QUOTED TEXT
-=-=-

Question

the tables represent the functions $f(x)$ and $g(x)$.

$x$	$f(x)$		$x$	$g(x)$
---	---		---	---
$-3$	$-5$		$-3$	$-13$
$-2$	$-3$		$-2$	$-9$
$-1$	$-1$		$-1$	$-5$
$0$	$1$		$0$	$-1$
$1$	$3$		$1$	$3$
$2$	$5$		$2$	$7$

which input value produces the same output value for the two functions?

• $x = -1$
• $x = 0$
• $x = -3$
• $x = 1$

Explanation:

Step1: Check \( x = -1 \)

For \( f(x) \), when \( x = -1 \), \( f(-1) = -1 \). For \( g(x) \), when \( x = -1 \), \( g(-1) = -5 \). Not equal.

Step2: Check \( x = 0 \)

For \( f(x) \), when \( x = 0 \), \( f(0) = 1 \). For \( g(x) \), when \( x = 0 \), \( g(0) = -1 \). Not equal.

Step3: Check \( x = -3 \)

For \( f(x) \), when \( x = -3 \), \( f(-3) = -5 \). For \( g(x) \), when \( x = -3 \), \( g(-3) = -13 \). Not equal.

Step4: Check \( x = 1 \)

For \( f(x) \), when \( x = 1 \), \( f(1) = 3 \). For \( g(x) \), when \( x = 1 \), \( g(1) = 3 \). Equal.

Answer:

\( x = 1 \)

-=-=-

DATA EXTRACT

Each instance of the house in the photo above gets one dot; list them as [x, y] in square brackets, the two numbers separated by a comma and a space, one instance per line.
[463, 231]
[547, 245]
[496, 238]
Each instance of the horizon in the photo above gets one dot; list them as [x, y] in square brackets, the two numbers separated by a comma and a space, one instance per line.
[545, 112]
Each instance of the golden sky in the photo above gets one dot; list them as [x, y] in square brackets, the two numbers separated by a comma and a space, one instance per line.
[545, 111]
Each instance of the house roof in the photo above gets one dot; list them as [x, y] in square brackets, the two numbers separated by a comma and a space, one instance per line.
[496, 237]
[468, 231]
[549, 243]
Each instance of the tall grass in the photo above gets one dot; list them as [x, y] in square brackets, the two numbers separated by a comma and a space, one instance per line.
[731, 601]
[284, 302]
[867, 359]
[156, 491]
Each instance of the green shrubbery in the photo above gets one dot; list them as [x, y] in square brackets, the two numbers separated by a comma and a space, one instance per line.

-=-=-

WRITTEN TASKS
A - In the function-table problem, which input value gives f(x) and g(x) the same output?
B - Repeat the part of the function-table problem from "For \( f(x) \), when \( x = -1" up to and including "Check \( x = 1 \)".

RESULTS BY TASK
A - x = 1

B -
For \( f(x) \), when \( x = -1 \), \( f(-1) = -1 \). For \( g(x) \), when \( x = -1 \), \( g(-1) = -5 \). Not equal.

Step2: Check \( x = 0 \)

For \( f(x) \), when \( x = 0 \), \( f(0) = 1 \). For \( g(x) \), when \( x = 0 \), \( g(0) = -1 \). Not equal.

Step3: Check \( x = -3 \)

For \( f(x) \), when \( x = -3 \), \( f(-3) = -5 \). For \( g(x) \), when \( x = -3 \), \( g(-3) = -13 \). Not equal.

Step4: Check \( x = 1 \)